RECORDS TO USE Block Start

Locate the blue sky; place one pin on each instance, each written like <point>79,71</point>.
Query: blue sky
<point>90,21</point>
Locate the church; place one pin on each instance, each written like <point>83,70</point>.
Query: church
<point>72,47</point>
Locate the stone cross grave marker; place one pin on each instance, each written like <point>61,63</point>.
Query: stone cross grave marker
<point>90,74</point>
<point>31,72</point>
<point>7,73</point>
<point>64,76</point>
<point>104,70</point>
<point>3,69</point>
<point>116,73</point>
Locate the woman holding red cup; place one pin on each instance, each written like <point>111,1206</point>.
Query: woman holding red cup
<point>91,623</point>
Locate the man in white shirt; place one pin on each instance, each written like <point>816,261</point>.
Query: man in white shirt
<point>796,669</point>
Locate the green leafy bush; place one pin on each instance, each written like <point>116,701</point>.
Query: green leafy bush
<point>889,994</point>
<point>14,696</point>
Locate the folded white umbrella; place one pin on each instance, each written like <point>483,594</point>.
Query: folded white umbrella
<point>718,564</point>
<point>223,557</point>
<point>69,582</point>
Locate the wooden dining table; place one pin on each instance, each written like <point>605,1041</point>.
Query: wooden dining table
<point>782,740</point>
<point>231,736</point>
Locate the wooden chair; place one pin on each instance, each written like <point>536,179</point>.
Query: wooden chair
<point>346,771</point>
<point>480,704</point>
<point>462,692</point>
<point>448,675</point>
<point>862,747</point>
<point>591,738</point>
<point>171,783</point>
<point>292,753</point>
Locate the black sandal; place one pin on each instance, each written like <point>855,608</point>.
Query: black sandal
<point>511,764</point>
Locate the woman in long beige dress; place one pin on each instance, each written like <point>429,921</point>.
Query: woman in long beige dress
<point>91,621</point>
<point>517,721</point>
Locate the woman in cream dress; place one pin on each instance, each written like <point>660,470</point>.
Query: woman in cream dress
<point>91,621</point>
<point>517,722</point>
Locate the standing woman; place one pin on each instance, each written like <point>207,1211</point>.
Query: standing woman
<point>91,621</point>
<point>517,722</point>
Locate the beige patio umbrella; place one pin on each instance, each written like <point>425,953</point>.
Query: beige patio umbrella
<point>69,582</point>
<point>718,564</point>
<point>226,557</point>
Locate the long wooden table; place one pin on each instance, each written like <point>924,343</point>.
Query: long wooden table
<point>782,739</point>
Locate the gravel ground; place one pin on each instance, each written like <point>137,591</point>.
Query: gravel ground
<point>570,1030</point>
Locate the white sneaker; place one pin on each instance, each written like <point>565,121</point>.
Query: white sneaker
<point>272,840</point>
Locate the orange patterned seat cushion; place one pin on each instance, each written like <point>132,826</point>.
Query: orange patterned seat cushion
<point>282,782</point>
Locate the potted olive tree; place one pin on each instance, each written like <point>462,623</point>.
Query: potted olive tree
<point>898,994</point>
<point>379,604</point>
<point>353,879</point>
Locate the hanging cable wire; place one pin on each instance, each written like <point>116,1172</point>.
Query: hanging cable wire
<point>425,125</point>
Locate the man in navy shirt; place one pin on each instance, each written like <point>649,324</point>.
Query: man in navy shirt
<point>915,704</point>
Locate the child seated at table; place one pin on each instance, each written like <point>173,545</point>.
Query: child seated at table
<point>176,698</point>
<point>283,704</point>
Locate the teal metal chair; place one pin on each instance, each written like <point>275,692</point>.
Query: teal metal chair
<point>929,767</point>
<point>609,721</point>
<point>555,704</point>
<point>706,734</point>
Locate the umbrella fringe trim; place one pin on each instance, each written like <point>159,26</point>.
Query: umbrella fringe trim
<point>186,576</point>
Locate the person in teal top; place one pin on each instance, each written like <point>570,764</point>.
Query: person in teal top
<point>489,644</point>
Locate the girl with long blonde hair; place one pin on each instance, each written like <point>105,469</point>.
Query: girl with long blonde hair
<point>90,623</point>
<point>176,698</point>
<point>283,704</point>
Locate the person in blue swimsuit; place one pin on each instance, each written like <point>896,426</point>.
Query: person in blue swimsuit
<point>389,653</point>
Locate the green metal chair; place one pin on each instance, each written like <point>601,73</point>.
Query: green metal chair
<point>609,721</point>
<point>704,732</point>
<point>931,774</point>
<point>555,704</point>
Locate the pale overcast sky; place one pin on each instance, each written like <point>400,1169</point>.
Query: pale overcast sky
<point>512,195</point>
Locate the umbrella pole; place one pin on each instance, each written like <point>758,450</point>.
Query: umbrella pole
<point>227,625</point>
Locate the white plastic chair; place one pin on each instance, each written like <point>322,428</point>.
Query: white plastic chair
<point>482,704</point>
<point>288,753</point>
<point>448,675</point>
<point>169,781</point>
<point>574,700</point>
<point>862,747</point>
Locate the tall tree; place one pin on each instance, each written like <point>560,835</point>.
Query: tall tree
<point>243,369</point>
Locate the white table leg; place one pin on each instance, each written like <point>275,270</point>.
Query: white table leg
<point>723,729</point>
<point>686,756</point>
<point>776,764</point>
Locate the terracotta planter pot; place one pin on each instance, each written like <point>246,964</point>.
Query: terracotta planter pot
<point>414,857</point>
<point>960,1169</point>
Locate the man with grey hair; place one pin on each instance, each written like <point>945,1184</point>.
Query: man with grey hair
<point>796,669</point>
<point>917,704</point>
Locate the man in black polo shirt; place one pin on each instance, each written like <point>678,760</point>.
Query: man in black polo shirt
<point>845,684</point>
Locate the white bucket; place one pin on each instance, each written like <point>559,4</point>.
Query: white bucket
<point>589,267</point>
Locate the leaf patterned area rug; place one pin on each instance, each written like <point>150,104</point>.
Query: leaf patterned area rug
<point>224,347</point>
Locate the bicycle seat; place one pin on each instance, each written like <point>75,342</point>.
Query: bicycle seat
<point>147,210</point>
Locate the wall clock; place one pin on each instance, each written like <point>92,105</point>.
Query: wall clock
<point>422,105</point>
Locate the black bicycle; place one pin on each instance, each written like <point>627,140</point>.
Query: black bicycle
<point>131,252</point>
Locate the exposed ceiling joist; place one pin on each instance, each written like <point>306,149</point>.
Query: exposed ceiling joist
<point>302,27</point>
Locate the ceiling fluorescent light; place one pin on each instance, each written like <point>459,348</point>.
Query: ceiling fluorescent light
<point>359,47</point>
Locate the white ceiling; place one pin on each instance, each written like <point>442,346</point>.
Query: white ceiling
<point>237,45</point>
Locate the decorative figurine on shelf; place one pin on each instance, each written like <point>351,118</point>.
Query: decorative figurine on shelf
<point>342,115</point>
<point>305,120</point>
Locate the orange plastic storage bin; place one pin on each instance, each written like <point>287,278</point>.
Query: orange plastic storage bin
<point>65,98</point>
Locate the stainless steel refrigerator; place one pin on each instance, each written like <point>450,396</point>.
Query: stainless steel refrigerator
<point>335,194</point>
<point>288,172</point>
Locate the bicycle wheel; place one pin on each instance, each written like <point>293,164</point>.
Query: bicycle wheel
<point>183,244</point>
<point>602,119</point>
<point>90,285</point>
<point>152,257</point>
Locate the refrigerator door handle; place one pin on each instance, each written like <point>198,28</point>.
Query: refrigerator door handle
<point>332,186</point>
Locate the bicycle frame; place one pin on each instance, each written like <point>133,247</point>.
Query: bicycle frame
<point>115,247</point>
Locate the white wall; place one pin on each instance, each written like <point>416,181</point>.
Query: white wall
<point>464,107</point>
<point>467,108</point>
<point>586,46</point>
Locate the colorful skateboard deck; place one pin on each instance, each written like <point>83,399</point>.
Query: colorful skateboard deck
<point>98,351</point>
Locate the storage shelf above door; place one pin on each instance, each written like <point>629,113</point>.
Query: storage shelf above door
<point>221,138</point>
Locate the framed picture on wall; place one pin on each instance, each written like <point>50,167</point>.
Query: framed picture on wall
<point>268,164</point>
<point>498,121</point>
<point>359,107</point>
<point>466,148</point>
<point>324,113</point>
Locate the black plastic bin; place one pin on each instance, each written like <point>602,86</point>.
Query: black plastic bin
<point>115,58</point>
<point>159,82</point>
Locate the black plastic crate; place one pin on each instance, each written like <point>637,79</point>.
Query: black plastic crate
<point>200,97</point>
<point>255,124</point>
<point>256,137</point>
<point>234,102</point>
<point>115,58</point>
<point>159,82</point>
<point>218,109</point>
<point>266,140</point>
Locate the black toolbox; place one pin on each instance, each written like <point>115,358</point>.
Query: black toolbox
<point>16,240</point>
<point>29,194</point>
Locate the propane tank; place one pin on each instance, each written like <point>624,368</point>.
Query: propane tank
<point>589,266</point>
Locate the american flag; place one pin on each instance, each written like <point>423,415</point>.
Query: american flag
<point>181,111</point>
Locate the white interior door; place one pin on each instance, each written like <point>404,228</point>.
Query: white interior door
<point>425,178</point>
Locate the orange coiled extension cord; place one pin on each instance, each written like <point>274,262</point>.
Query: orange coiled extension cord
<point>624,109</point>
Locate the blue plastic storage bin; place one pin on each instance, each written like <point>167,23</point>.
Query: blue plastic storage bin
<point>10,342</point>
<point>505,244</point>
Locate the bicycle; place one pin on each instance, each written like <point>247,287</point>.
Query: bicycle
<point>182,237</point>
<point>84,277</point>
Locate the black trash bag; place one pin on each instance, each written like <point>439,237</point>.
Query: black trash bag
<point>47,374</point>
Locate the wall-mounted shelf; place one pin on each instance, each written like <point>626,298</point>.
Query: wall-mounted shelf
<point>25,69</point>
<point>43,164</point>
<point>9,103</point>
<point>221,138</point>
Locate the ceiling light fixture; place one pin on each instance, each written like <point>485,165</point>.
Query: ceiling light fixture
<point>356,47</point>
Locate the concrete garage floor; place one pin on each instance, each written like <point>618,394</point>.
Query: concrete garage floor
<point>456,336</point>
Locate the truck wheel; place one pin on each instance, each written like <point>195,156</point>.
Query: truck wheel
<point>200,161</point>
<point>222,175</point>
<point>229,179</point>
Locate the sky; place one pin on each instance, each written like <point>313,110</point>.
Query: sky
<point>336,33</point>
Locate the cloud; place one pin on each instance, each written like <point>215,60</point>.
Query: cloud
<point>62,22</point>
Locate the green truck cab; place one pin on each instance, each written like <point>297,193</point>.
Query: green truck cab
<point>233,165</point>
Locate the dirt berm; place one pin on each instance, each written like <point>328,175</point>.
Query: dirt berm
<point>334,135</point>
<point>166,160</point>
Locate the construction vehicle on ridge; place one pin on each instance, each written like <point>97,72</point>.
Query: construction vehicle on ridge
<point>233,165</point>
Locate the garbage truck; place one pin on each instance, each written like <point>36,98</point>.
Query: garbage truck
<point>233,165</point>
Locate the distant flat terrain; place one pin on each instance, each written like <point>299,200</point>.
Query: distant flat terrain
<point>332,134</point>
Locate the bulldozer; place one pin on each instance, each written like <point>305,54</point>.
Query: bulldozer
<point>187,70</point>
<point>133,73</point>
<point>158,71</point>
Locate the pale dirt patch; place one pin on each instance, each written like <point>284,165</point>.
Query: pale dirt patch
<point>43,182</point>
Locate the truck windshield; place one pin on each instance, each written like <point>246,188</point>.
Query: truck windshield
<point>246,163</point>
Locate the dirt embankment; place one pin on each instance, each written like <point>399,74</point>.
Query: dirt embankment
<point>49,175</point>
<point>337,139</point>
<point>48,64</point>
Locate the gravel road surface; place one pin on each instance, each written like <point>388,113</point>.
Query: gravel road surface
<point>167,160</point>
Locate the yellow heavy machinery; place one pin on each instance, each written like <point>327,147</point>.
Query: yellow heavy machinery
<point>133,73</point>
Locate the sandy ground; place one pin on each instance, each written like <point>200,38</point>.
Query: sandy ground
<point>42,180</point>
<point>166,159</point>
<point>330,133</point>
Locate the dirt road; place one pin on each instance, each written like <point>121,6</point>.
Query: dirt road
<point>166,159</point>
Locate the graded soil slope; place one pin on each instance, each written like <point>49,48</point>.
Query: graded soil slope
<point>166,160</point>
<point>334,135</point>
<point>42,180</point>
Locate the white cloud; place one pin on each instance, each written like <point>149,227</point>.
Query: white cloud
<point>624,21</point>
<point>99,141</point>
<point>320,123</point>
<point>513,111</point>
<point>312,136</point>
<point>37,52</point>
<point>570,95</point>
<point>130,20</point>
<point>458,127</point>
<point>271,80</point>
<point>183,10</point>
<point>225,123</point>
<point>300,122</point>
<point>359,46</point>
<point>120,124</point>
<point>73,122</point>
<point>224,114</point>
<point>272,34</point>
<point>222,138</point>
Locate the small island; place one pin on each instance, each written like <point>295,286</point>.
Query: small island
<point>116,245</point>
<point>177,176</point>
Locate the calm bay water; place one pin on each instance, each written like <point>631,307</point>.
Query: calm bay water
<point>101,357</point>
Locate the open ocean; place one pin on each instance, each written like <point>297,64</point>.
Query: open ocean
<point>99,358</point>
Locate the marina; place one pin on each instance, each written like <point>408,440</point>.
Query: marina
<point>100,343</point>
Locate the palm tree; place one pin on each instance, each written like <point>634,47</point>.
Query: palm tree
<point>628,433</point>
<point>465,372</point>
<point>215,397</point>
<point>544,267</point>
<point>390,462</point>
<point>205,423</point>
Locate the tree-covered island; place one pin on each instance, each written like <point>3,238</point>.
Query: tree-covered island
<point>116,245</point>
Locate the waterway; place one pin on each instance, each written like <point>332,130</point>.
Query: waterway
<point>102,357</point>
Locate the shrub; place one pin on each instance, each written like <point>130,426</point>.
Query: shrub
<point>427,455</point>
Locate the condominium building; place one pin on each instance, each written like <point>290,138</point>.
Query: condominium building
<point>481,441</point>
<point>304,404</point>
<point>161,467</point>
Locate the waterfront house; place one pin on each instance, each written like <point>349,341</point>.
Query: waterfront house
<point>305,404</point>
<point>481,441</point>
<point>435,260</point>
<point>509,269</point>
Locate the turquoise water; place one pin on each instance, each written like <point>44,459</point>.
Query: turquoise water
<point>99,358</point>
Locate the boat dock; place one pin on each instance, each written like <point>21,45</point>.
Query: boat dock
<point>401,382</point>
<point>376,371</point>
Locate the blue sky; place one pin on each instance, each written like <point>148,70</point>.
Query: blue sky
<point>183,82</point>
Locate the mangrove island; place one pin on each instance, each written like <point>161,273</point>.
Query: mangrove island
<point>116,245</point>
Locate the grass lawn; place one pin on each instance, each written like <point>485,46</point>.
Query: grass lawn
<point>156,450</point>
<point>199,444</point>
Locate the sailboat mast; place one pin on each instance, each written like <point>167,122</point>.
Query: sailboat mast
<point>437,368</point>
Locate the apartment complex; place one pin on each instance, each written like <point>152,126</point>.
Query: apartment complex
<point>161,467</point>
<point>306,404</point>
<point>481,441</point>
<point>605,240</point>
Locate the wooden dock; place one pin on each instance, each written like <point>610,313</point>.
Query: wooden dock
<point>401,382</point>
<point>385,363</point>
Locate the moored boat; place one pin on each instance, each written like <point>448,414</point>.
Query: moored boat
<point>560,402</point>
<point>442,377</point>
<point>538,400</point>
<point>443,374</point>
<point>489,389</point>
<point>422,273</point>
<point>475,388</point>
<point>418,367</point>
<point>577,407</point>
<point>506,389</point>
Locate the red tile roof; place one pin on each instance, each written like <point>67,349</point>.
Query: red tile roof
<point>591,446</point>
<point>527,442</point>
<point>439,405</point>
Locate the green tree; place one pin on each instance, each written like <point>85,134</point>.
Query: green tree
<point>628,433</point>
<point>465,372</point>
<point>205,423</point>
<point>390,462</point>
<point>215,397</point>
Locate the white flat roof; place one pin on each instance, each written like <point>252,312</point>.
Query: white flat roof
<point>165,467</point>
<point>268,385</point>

RECORDS TO USE Block End

From the entries above, restate word for word the lines from the line containing "Locate the american" to the line containing "Locate the blue plastic", both ends included, and nothing more.

Locate the american flag; place one pin on each instance, each written like <point>423,415</point>.
Query: american flag
<point>181,111</point>
Locate the white interior door; place one pin on each instance, each written like <point>404,228</point>.
Query: white interior door
<point>425,178</point>
Locate the orange coiled extension cord; place one pin on each instance, each written like <point>274,262</point>.
Query: orange coiled extension cord
<point>624,109</point>
Locate the blue plastic storage bin; place one pin on each instance, each written like <point>167,23</point>.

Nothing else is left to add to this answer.